### [Tarea 1]
Enumera todos los lugares con nombre propio que se mencionan en el texto sobre el viaje al pueblo.
### [Tarea 2]
Traduce al inglés esta oración del texto sobre el viaje al pueblo: "Como no tengo coche, la opción lógica para ir al pueblo es recurrir al transporte público, en mi caso el tren, que me pilla cerquita."
### [Tarea 3]
Escribe la continuación del texto sobre el viaje al pueblo a partir de su última oración.

### [Texto]
•••

Me he venido al pueblo el fin de semana…
(Huy, qué gustito me ha dado escribir esto. En USA la gente no se va al pueblo los fines de semana. En USA, o vives en el pueblo, o no vives en el pueblo. Pero no te repartes en proporción 7/5 entre un sitio y otro. No se van a ver a la abuela ni alquilan un pisito para las vacaciones. Eso que se ahorran. Los pisos son sitios donde vive gente pobre en las ciudades, la gente sensata vive en sus casitas individuales con jardín. Y en cuanto a la abuela, en el caso de que se acuerden de que tienen una, vive a dos mil kilómetros en su rancho en Wyoming, pongamos por caso, criando carneros, o vacas, o llamas, y los nietos no podían esperar a largarse de allí de todos modos. O quizá la abuela pase mucho de los nietos porque vive en una colonia New Age en la Baja California, fabricando su propio jabón y comiendo tofu y muesli. Así que la gente no va al pueblo el fin de semana, y por eso me ha dado gustito escribirlo. Es un poco como cuando te comes un caramelo Pez, de esos que no catabas desde el cole, y te da gustito cuando sabe igual a como lo recordabas).
Decía que este fin de semana me he venido al pueblo (mmmhh…). Mi pueblo se llama Navajas.
(Hale, va, esos listos, adelante. Venga. Seguro seguro fijo del todo sin duda de todas todas que no lo he oído antes. Es que segurísimo, a nadie se le ocurre. Sí, Navajas. Y los de Navajas somos navajeros. ¿Algo que objetar? ¿Eh? Vale, ya me parecía. Circulen, nada que ver por aquí).
Como no tengo coche, la opción lógica para ir al pueblo es recurrir al transporte público, en mi caso el tren, que me pilla cerquita.
(En Corvallis tampoco hay transporte público digno de tal nombre. La distancia, y un cierto esnobismo eurocéntrico, me habían hecho sobreestimar las bondades y la eficiencia del transporte público patrio. Se me pasó enseguida, nada más venir y empezar a usarlo).

•••

### [Datos proporcionados]
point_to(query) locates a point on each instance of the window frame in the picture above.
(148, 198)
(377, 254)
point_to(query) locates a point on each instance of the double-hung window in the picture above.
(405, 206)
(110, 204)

•••

### [Respuesta 1]
USA, Wyoming, Baja California, Navajas, Corvallis

### [Respuesta 2]
Since I don't have a car, the logical option for getting to the village is to use public transportation, in my case the train, which is very close to me.

### [Respuesta 3]
Bueno, la estación pilla cerca siempre que no caigas en la vil trampa que nos atenaza a los que vivimos a diez minutos de la estación, que es creerse que llegas en diez minutos a la estación. Pero yo escarmiento en cabeza propia, así que he salido con tiempo y no ha habido problema alguno. Mucha gente en la estación; claro, es viernes. Y parecían todos de buen humor, esquivándose unos a otros con soltura y estudiando los entresijos de las máquinas expendedoras de billetes. Yo he ido a las taquillas, aprovechando, cosa rara, que estaban todas abiertas. Porque es viernes, será, digo yo.
(El taquillero también estaba sonriente, relajado, bromista. Le he dicho mi destino y, fingiendo confusión, me ha ofrecido una navaja suiza. Ja, ja. Pero bueno, se lo he dejado pasar porque era simpático y porque siempre se agradece una sonrisa en cualquier ventanilla. En USA todos sonríen, pero viene por un adoctrinamiento que haría sonrojar a la KGB. Aquí funciona sólo a medias, pero cuando funciona es más genuino. Si están alegres, están alegres. A tope. Pollyanna, a su lado, una pesimista).
Billete en mano, y sorteando viajeros y tenderetes de productos ecuatorianos orgánicos energizados, me he dirigido al tren, contenta al pensar en su interior refrigerado.
(Y no tan contenta al pensar en los asientos que, años ha, les dio por instalar en todos los vagones de cercanías. Debieron pensar que los que viajamos somos todos monjes zen que podemos perder el nirvana si nos sentamos en algo más muelle que una losa de granito. Lo harán por nuestro bien, imagino, eso de sentarnos en asientos en los que es imposible reclinarse, descansar los brazos, o adoptar cualquier otra postura que no sea la de una institutriz inglesa educada en la escuela del dolor. Es de suponer que los habrán diseñado con algún propósito ergonómico en mente. El propósito ergonómico es, sin duda, dar trabajo a los que escriben folletos de ergonomía sobre lo malísimo que es sentarse hora y media en un asiento que ofrece tanto soporte lumbar como unos zancos).
También había mucha gente en el tren. Claro, es viernes. Enfrente mío, un señor con camisa a rayas. Seguramente autónomo, pequeño comercio (no lo sé, pero vaya; tiene toda la pinta). A mi derecha, dos chicos y una chica que claramente tienen poca experiencia con los caballos de hierro. La chica dice en un momento dado que no viaja en tren desde los tres años. Lo encuentro difícil de creer. Me lo creo más cuando me pregunta «¿Aquí se puede fumar?», y luego se extraña cuando le digo que no. Enseguida se preocupa por la velocidad del tren y pregunta si va todo el rato así. El autónomo le dice que no.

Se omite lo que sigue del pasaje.